(Object pointing dataset records)
'''
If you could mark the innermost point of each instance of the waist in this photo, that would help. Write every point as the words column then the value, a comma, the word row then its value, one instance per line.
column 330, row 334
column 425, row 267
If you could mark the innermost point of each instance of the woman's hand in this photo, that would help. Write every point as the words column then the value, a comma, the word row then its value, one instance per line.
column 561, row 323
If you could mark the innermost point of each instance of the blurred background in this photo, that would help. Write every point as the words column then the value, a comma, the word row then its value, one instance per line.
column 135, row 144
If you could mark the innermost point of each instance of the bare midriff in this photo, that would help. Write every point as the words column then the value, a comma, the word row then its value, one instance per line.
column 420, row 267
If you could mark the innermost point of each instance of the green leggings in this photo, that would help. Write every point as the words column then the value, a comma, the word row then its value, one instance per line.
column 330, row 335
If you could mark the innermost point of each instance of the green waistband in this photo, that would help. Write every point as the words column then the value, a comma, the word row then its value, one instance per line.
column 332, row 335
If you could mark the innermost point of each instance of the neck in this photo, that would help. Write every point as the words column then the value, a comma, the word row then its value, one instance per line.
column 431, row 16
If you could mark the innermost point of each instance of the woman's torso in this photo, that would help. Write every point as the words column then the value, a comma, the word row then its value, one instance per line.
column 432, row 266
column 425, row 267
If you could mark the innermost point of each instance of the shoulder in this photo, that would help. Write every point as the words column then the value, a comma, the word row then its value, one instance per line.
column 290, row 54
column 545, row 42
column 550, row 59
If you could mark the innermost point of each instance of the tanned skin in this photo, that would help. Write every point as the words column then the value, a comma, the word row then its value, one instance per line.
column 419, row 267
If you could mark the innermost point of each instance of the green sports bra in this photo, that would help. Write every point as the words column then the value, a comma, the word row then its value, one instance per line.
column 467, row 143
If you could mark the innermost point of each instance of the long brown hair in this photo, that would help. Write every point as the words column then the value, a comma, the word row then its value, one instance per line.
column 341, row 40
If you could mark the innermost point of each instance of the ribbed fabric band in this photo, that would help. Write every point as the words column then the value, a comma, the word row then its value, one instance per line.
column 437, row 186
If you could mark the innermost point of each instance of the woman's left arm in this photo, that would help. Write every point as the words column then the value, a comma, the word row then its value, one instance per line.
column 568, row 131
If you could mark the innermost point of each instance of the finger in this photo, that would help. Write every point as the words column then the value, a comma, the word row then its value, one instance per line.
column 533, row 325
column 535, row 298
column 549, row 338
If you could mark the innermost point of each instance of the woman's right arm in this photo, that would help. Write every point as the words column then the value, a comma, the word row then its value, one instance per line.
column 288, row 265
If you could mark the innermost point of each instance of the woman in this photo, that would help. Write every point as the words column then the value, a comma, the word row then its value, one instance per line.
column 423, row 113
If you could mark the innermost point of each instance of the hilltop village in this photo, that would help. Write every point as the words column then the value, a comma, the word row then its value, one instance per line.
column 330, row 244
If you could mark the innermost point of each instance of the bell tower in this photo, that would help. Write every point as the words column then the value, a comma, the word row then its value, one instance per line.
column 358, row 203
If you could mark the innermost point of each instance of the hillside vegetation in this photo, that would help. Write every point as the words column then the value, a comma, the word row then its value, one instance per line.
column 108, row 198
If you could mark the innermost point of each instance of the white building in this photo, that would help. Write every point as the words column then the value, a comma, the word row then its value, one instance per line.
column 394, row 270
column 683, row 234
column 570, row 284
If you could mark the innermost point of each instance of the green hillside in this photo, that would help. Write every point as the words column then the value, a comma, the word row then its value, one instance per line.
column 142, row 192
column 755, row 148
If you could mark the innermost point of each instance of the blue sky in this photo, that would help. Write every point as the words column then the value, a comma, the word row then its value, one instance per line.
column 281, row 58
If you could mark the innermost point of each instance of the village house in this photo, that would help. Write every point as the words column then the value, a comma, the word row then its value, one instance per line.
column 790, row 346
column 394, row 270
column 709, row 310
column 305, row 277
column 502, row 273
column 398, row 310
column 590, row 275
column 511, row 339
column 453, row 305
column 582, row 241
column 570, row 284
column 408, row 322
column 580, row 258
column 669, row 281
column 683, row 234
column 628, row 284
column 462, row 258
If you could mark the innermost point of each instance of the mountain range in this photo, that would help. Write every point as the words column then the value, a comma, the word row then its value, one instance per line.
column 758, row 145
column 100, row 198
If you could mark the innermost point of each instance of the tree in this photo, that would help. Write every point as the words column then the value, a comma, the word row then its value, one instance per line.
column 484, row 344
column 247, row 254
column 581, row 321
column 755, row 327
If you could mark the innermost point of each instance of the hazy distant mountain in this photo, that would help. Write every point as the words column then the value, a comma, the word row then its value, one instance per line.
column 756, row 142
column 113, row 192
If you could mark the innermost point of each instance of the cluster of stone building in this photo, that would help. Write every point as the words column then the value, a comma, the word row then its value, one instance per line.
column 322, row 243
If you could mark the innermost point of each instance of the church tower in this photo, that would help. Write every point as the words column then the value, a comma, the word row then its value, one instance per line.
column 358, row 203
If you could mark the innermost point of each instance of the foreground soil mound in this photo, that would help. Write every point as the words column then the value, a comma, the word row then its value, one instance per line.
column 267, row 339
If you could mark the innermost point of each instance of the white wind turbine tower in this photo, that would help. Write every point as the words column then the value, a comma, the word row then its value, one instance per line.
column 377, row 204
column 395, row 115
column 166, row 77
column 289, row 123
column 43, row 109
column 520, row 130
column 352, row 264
'''
Reproduce the records from the line with "the green sports" to the line with "column 568, row 131", replacing "long brown hair" with "long dark hair" and keeping everything else unchanged.

Reply to the task:
If you could mark the innermost point of each instance of the green sports bra in this photo, that would help. Write every point as the words column then the value, a comma, the word row then its value, one instance per line.
column 467, row 143
If you could mark the innermost point of each instance of the long dark hair in this photo, that would help. Write every point as the words column then the value, a comma, the word row then its value, one instance per line.
column 341, row 40
If you could mark the innermost point of each instance of the ribbed fabric band in this photo, that would help. Write every point as the words column then the value, a comma, the word row then its value, one instance per line.
column 437, row 186
If you could mark the innermost point of each instance of the woman's left arm in this photo, that would help. Write every point as the words column then the value, a comma, the word row then its value, one instance per line.
column 568, row 131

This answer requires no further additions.